→ PASSAGE:

* * * * * * *

On January 10, two Russian tankers sat idle in the Yellow Sea after being turned away by China’s Shandong Port Group. Western sanctions had rendered them financially toxic, stripping them of insurance and docking rights. Many others near Indian ports did the same.

In its largest crackdown on Russian oil transport since 2022, when the US had sanctioned 183 vessels, along with commodity traders, insurers, and other financial entities. The January decision, one of the final actions of Joe Biden’s presidency, followed the EU’s 15th sanctions package, which imposed port access bans and service restrictions on 52 vessels from December, bringing the total sanctioned by the bloc to 79. The UK has meanwhile blacklisted a total of 93 ships after sanctioning 20 additional vessels in December

With these measures, more than 35% of Russia’s shadow tanker fleet is sanctioned, significantly restricting Moscow’s ability to export oil and break the $60 price cap set by the G7 in the wake of the full-scale invasion of Ukraine. Russia has earned about $580 billion in oil export revenue since launching its all-out war of aggression in February 2022.

* * * * * * *

→ YOUR TASKS:
#1 In the passage on sanctions against Russia's shadow tanker fleet, how much oil export revenue has Russia earned since launching its full-scale war in February 2022?
#2 Extend the passage on sanctions against Russia's shadow tanker fleet, picking up after its final sentence.

→ DATASET CONTENT:
* * * * * * *

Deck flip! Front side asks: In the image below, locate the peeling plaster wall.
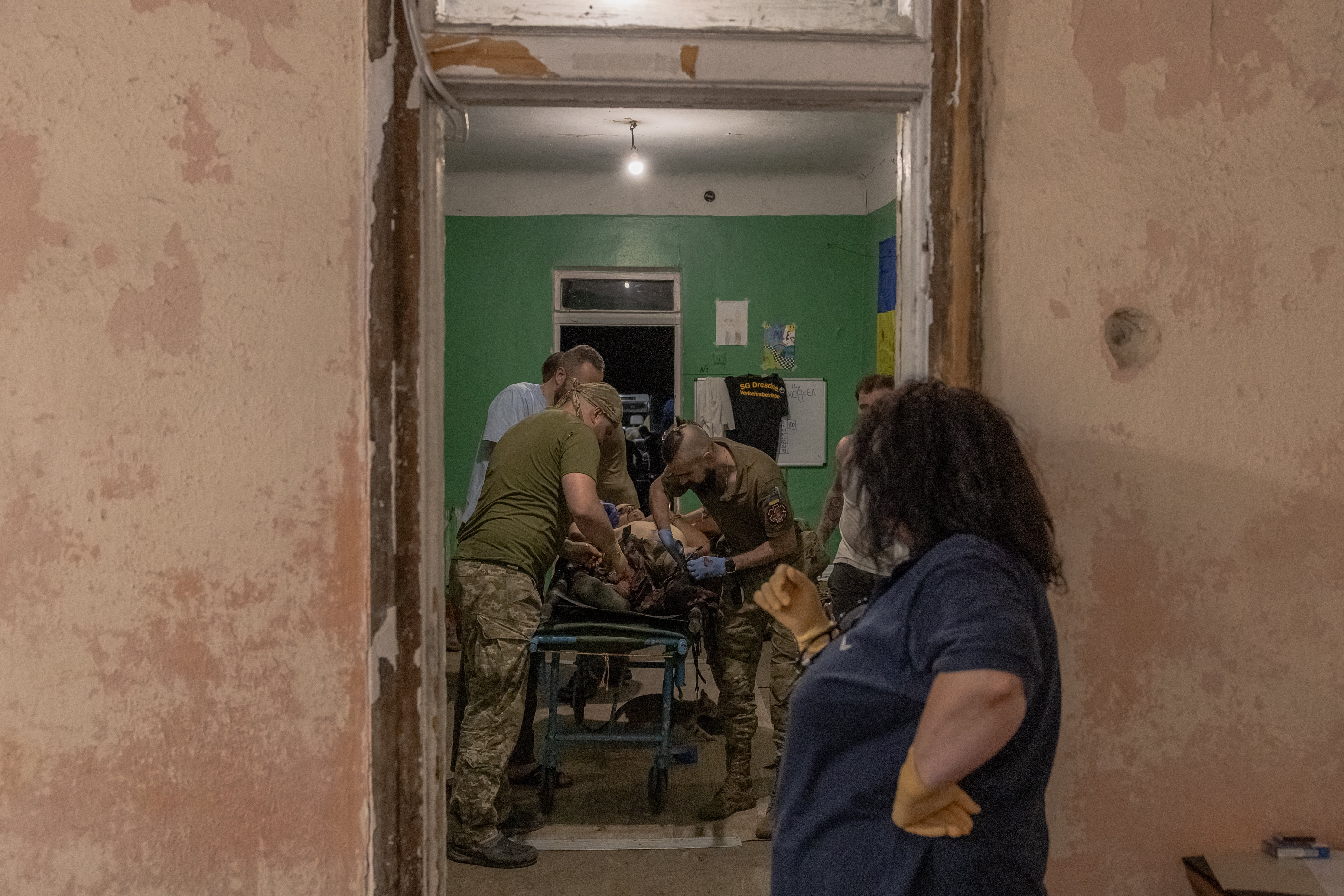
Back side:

* * * * * * *

→ ANSWERS PROVIDED:
#1 About $580 billion.

#2
The effect on the Kremlin’s tankers was temporary, not least because the US said vessels with cargoes picked up before the measures were introduced could discharge. But it seems clear that the West has now found a much better method of imposing restrictions on Russia’s hugely valuable oil sales.

Western allies fine-tuned their approach to Russian oil sanctions throughout last year, gradually moving away from broad export bans on company owners to directly targeting ships carrying crude. 

Because tankers are physical assets that cannot be restructured or hidden, blacklisting them has changed the equation and raised the risks for port authorities and others previously willing to turn a blind eye.

The US first launched vessel-specific sanctions in October 2023, targeting a handful of ships. The EU and UK followed, and by July, a total of 53 tankers had been sanctioned, most of which quickly ceased operations.

But there were concerns that further sanctions could remove too much transport capacity, disrupt global oil markets, and drive up prices in a US election year, so the Western allies held off on their expansion. Since then, oil prices have stabilized, and they are once again adding to the list of restricted vessels.

The impact goes beyond blocking trade routes. Once a vessel is blacklisted, it becomes toxic, making commercial operations nearly impossible.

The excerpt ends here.